ACTIVITY = Go through the data and count each line that has the string "below". Give that count alone.

**** DATA SHOWN ****

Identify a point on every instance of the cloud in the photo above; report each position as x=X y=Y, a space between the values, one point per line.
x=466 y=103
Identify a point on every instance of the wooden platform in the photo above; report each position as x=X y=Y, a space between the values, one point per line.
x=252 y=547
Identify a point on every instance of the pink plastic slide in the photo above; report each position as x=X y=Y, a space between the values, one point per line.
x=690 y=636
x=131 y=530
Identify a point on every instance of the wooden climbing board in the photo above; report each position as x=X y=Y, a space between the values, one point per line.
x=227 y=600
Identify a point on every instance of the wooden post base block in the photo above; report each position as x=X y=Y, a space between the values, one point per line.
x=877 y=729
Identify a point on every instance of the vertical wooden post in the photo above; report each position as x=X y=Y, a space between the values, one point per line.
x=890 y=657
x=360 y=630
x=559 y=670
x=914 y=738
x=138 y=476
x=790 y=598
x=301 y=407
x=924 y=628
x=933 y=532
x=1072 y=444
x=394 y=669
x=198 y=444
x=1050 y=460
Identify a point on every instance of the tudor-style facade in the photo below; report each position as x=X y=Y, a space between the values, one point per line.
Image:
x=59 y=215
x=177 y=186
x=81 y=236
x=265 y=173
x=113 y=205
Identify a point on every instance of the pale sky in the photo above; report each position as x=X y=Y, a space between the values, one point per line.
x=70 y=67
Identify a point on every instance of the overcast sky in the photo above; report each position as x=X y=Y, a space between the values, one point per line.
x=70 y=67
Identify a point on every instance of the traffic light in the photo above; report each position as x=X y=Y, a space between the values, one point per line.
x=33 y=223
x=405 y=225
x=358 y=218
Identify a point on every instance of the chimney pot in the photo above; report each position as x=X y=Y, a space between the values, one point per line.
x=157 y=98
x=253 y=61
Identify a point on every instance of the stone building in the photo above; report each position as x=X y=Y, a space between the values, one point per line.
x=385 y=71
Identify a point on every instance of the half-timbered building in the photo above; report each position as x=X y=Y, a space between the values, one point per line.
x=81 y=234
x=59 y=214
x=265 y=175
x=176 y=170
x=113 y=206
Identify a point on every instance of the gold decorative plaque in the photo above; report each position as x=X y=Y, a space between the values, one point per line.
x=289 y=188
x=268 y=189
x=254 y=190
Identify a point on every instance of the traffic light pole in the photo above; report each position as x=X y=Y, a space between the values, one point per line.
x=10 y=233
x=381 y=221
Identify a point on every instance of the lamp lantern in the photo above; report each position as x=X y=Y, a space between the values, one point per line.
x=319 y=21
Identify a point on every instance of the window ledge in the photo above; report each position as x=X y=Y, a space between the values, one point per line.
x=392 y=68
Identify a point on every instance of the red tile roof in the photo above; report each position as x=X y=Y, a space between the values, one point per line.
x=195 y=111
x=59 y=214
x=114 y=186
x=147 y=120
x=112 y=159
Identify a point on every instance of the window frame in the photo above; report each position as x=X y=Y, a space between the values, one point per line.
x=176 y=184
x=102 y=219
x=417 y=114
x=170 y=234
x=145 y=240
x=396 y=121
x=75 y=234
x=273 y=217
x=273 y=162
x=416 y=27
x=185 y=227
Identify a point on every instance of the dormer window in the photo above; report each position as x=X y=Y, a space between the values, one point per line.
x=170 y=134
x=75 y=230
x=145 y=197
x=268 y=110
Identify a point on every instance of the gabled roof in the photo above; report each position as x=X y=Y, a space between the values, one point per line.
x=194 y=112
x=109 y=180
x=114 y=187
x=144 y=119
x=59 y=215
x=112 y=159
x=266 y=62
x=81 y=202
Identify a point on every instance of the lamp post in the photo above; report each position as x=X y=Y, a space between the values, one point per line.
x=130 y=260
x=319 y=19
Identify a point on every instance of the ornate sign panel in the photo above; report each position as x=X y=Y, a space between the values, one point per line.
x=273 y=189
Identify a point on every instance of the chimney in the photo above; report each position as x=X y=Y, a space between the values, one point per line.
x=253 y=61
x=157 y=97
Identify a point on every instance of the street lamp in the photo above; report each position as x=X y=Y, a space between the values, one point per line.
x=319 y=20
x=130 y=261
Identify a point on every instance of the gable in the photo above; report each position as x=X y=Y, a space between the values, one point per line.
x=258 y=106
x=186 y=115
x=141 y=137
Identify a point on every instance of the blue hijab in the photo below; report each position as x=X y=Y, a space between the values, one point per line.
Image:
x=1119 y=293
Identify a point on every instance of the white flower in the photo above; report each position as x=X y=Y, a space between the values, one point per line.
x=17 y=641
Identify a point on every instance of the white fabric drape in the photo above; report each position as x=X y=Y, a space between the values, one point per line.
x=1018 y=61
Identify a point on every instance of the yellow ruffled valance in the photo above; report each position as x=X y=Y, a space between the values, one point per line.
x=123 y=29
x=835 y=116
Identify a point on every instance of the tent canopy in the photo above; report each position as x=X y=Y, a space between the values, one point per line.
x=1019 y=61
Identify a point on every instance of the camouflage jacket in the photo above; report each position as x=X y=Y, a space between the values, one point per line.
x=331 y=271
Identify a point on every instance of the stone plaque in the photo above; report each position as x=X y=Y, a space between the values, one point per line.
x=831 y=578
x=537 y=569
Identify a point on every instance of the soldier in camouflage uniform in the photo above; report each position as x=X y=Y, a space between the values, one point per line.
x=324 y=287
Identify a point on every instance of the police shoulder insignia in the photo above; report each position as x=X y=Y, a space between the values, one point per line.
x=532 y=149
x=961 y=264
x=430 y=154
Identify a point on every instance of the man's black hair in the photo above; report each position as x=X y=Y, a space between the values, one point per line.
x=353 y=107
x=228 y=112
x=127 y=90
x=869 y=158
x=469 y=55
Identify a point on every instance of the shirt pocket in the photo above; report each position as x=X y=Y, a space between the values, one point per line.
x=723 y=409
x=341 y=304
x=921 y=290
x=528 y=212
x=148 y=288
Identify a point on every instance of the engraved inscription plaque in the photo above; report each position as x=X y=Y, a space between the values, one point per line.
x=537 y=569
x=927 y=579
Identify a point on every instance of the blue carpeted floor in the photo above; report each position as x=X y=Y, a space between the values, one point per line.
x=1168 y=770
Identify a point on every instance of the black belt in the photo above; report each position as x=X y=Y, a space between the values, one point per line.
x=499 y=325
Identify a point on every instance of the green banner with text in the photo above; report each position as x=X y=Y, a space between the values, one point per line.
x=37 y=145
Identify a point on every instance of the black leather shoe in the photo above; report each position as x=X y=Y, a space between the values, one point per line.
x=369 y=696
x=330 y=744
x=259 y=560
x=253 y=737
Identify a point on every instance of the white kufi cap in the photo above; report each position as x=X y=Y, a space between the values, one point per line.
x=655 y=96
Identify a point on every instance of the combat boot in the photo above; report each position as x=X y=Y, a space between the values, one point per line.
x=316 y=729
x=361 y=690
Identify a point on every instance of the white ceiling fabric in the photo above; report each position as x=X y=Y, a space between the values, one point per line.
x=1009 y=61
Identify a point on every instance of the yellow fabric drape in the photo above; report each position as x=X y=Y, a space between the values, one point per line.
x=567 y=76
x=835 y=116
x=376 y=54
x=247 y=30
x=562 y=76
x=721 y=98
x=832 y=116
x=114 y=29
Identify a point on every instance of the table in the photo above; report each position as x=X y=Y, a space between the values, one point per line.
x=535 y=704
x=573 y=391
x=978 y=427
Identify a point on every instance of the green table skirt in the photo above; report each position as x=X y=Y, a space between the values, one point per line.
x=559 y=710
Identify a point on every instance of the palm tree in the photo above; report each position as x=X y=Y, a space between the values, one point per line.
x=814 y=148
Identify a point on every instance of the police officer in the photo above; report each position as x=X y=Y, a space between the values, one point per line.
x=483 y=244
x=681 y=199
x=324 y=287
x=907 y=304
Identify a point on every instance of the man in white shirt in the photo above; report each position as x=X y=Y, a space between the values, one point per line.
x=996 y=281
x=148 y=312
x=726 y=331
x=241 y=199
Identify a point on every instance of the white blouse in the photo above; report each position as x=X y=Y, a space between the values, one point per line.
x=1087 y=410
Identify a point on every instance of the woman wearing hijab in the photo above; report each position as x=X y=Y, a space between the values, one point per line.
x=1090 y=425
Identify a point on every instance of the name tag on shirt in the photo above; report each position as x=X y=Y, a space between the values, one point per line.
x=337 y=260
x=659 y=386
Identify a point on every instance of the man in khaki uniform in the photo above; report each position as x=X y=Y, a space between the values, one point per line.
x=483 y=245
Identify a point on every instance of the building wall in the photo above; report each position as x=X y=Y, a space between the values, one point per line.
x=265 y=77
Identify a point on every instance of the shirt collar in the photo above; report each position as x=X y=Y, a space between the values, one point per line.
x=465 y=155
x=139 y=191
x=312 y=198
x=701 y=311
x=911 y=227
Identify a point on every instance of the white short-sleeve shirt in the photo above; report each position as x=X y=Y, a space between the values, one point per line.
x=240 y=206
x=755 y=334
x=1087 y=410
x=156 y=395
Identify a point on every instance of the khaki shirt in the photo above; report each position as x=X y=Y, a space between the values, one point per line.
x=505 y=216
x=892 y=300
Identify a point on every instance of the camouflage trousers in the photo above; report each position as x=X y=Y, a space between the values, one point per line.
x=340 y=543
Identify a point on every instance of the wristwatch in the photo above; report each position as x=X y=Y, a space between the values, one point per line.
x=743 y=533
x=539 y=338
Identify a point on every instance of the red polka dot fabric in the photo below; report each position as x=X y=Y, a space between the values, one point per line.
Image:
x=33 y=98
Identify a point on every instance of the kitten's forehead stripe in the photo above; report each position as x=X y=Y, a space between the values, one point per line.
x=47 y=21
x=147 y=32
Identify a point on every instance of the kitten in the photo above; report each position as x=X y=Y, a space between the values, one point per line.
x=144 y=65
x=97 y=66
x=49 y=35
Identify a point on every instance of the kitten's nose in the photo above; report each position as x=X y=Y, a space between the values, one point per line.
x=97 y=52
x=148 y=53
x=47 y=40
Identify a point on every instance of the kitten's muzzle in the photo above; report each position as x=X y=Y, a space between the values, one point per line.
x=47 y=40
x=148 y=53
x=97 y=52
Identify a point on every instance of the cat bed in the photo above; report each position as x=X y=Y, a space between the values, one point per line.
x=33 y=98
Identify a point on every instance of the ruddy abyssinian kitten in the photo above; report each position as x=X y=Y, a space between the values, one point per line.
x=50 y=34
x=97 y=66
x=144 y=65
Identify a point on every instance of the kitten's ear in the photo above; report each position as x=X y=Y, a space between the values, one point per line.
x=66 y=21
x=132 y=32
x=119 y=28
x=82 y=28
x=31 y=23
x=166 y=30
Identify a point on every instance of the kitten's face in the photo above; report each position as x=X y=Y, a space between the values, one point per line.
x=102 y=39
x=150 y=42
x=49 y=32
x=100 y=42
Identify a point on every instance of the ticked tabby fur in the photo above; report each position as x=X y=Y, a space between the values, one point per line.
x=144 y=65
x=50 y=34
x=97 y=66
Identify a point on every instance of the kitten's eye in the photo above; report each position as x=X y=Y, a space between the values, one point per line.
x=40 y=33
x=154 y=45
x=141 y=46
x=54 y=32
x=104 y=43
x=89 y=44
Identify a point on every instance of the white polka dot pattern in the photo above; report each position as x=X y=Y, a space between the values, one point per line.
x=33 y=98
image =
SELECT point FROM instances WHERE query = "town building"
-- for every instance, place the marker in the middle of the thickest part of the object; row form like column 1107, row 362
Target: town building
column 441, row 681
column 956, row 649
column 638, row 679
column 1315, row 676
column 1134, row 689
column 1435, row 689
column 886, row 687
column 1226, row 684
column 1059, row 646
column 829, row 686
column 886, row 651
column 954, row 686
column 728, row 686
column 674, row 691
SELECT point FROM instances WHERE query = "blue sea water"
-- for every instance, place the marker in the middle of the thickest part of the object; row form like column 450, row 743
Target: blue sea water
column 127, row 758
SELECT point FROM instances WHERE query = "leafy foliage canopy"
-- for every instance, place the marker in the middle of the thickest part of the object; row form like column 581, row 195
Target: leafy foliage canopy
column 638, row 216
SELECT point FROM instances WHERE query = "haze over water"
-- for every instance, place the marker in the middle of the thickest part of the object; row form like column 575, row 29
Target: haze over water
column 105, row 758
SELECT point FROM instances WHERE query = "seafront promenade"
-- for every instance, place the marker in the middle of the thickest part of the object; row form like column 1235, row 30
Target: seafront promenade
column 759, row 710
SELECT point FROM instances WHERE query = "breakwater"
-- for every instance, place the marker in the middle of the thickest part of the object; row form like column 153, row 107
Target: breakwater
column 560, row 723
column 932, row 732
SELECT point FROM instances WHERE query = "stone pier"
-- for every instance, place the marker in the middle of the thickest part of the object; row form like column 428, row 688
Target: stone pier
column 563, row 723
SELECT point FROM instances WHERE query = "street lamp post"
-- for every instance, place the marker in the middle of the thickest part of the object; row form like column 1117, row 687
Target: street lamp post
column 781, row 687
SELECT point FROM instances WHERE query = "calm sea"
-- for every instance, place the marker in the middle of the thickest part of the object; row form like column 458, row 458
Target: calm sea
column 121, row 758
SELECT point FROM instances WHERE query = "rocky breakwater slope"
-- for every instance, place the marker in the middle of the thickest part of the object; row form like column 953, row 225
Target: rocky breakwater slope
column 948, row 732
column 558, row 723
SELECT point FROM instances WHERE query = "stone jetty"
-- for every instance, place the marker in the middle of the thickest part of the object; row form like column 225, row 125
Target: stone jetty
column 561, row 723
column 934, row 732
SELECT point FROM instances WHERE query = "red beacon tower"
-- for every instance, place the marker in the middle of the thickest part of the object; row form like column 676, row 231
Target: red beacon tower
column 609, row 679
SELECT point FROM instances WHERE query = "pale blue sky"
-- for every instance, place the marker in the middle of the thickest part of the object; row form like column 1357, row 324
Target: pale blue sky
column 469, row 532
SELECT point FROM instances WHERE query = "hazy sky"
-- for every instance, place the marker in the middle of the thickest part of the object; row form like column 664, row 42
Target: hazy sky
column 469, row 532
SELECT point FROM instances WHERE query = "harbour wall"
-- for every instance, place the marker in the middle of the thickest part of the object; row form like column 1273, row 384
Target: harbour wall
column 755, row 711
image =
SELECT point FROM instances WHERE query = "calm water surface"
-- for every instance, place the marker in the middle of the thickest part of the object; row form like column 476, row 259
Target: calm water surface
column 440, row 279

****

EXPECTED ANSWER = 3